__What is asked__. Please tally the lines below that contain the word "brick" and reply with only that number.

* * * * *

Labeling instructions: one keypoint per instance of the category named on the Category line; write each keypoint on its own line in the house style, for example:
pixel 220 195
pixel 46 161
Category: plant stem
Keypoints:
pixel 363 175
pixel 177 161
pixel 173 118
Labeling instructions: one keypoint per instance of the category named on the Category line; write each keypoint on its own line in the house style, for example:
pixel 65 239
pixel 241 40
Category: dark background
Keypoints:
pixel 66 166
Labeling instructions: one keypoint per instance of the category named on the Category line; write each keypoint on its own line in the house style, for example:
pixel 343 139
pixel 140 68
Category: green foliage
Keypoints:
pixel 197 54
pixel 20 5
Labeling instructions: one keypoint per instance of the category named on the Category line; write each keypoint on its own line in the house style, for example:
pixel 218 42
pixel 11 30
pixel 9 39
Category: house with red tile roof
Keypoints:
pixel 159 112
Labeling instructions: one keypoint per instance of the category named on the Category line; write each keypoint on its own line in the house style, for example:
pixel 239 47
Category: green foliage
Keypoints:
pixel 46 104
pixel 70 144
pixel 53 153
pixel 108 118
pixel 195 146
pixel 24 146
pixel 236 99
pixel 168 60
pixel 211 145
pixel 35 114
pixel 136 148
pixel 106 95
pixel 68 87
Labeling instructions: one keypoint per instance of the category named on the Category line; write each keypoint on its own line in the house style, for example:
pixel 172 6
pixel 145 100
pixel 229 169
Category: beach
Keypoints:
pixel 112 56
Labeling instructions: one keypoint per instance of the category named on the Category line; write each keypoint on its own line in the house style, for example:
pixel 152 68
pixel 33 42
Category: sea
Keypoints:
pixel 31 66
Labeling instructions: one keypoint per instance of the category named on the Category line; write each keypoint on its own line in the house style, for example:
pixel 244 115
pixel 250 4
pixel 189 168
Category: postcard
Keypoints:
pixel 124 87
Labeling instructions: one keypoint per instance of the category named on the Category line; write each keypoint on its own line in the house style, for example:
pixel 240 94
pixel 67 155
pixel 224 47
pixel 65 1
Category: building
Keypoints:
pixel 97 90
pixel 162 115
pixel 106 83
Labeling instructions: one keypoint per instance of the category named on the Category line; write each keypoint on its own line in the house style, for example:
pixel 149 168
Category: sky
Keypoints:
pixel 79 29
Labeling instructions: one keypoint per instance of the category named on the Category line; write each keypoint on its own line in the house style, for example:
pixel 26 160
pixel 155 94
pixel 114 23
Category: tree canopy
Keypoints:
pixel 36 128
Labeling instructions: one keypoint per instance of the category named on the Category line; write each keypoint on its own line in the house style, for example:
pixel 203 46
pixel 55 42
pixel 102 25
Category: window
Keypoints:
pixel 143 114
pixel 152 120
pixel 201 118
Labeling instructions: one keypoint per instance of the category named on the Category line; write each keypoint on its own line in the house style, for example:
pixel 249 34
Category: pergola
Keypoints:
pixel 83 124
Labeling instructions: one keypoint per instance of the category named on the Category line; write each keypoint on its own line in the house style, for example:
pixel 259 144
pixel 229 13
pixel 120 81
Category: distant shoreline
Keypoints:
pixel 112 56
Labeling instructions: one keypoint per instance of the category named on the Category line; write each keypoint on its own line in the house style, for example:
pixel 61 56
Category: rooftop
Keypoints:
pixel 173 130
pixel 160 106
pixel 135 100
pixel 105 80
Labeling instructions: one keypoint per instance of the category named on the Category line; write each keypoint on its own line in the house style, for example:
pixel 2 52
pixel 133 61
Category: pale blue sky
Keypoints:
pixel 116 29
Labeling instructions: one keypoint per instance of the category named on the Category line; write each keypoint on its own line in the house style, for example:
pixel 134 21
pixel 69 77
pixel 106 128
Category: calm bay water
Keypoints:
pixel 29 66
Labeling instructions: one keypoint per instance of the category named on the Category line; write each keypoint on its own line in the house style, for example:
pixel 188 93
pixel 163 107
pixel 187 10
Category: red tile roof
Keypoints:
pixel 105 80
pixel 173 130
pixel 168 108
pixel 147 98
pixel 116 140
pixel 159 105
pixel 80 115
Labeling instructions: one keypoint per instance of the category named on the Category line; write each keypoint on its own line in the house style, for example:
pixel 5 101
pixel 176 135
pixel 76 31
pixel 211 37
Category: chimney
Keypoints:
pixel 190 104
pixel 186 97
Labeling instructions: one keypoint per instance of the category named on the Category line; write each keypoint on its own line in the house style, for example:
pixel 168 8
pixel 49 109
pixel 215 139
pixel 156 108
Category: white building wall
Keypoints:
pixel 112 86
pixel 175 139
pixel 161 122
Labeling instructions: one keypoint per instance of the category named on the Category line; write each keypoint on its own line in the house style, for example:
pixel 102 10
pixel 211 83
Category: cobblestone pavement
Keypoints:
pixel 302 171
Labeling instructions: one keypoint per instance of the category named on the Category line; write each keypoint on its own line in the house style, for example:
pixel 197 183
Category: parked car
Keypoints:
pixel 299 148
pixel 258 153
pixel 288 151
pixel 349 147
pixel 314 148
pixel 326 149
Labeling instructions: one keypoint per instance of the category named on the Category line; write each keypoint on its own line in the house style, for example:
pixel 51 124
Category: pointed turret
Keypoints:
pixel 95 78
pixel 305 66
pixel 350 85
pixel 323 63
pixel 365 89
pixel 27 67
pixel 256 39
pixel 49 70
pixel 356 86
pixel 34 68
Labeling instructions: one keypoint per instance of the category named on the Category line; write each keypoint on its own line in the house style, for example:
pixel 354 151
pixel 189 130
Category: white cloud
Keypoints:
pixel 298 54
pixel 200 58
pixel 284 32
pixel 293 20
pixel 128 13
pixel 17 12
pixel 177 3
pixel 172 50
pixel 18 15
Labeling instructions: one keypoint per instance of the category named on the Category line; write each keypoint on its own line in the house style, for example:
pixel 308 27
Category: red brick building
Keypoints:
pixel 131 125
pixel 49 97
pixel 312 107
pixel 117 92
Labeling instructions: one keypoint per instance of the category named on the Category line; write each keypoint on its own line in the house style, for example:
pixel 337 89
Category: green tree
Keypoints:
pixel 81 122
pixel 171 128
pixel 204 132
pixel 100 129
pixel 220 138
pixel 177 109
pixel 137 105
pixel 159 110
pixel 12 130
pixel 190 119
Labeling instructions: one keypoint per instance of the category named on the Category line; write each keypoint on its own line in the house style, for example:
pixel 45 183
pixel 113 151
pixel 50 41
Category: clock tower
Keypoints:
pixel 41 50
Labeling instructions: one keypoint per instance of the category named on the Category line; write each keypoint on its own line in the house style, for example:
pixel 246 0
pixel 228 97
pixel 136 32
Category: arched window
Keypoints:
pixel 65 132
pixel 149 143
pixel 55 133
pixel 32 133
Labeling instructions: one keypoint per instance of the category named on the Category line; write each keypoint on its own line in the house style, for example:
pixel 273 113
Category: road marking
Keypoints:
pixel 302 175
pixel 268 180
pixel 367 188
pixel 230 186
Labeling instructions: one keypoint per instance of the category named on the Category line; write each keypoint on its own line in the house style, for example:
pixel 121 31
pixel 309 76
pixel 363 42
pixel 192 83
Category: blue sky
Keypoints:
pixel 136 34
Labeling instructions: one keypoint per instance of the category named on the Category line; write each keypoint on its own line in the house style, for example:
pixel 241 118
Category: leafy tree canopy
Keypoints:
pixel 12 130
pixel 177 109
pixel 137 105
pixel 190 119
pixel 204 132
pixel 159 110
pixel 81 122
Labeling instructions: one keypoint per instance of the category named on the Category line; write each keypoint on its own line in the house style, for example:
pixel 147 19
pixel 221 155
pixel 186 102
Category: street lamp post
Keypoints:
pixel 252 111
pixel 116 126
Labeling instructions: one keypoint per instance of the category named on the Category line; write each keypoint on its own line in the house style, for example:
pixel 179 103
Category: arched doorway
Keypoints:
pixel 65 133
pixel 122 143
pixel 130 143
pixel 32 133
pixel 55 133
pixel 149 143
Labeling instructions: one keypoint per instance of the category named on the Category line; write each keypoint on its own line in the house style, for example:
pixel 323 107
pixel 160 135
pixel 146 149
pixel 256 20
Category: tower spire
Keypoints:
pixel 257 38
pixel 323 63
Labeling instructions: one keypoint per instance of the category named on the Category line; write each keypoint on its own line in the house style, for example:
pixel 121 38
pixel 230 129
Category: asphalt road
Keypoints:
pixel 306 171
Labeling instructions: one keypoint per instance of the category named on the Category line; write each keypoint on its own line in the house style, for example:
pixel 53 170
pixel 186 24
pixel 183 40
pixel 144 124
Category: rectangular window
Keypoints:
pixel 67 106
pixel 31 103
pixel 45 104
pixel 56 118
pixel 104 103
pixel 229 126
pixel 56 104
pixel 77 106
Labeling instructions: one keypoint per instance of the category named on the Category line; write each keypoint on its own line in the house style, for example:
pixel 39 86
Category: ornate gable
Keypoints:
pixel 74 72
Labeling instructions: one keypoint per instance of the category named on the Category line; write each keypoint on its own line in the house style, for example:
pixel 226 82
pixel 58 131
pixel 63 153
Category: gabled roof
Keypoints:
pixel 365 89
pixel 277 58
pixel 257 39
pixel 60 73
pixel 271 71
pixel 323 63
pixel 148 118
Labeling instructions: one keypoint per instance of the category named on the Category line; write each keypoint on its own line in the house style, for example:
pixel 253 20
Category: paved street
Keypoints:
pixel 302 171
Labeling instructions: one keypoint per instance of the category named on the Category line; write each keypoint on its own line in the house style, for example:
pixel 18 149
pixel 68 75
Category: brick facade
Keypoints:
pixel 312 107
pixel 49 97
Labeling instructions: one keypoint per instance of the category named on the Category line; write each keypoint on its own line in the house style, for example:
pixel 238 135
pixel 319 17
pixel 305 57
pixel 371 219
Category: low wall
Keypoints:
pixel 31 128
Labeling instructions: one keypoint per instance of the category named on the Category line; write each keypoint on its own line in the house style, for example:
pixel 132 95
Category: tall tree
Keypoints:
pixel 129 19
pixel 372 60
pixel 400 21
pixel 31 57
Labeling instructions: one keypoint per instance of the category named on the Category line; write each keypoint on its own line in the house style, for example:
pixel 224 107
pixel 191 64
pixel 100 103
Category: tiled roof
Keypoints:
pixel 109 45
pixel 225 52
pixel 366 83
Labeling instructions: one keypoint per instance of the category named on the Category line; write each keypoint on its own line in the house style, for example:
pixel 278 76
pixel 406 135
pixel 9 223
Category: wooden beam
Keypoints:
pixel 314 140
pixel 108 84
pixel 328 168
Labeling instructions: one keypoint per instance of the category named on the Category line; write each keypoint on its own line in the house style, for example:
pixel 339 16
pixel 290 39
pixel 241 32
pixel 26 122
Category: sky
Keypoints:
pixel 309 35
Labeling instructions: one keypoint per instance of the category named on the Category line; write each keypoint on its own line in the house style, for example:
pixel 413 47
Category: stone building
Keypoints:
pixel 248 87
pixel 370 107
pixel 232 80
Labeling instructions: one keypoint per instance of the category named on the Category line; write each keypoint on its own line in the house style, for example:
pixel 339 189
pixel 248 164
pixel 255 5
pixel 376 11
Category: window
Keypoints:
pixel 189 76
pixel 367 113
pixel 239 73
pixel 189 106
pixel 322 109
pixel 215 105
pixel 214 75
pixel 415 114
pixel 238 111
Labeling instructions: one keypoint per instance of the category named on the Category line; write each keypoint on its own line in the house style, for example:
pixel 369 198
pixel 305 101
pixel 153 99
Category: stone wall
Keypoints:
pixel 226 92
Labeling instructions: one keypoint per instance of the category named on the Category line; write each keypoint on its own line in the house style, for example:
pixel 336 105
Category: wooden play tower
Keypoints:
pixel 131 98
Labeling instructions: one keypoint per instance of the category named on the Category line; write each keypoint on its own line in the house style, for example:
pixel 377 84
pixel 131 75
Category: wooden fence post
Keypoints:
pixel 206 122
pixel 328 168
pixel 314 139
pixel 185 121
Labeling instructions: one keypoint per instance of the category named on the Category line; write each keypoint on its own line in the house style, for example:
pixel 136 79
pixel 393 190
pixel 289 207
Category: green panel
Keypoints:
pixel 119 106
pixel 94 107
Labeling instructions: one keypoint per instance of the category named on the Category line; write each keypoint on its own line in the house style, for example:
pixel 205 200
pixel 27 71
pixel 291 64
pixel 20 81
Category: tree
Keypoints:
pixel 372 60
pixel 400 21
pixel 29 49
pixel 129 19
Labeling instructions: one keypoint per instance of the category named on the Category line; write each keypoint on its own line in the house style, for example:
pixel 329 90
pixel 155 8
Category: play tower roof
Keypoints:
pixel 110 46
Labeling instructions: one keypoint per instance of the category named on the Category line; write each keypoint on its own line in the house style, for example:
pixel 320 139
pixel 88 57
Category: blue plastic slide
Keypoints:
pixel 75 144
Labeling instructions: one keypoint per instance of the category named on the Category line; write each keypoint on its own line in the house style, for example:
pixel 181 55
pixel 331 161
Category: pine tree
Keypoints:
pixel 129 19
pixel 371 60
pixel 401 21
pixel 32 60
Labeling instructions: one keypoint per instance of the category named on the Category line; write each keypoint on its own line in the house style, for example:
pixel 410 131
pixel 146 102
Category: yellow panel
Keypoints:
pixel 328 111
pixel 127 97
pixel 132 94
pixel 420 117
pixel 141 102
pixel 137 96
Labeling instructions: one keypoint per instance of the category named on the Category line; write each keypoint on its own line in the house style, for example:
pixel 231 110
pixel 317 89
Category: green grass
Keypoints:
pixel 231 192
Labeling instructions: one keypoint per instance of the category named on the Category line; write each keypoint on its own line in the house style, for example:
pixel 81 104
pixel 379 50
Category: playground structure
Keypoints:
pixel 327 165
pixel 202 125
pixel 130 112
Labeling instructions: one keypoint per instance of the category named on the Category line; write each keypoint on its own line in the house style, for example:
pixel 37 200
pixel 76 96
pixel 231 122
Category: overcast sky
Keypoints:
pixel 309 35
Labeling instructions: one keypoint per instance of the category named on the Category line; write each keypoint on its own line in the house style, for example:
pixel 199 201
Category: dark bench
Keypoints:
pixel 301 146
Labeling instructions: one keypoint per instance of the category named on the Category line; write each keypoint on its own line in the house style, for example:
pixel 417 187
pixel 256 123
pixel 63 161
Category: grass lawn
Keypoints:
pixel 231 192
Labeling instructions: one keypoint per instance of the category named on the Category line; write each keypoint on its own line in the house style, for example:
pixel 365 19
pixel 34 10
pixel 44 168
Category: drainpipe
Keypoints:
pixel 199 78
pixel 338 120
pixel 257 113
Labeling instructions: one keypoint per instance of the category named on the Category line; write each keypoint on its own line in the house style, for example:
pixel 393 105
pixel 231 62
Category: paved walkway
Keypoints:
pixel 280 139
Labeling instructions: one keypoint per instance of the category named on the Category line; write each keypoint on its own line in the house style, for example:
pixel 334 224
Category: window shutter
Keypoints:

* * * * *

__Solution to this task__. 2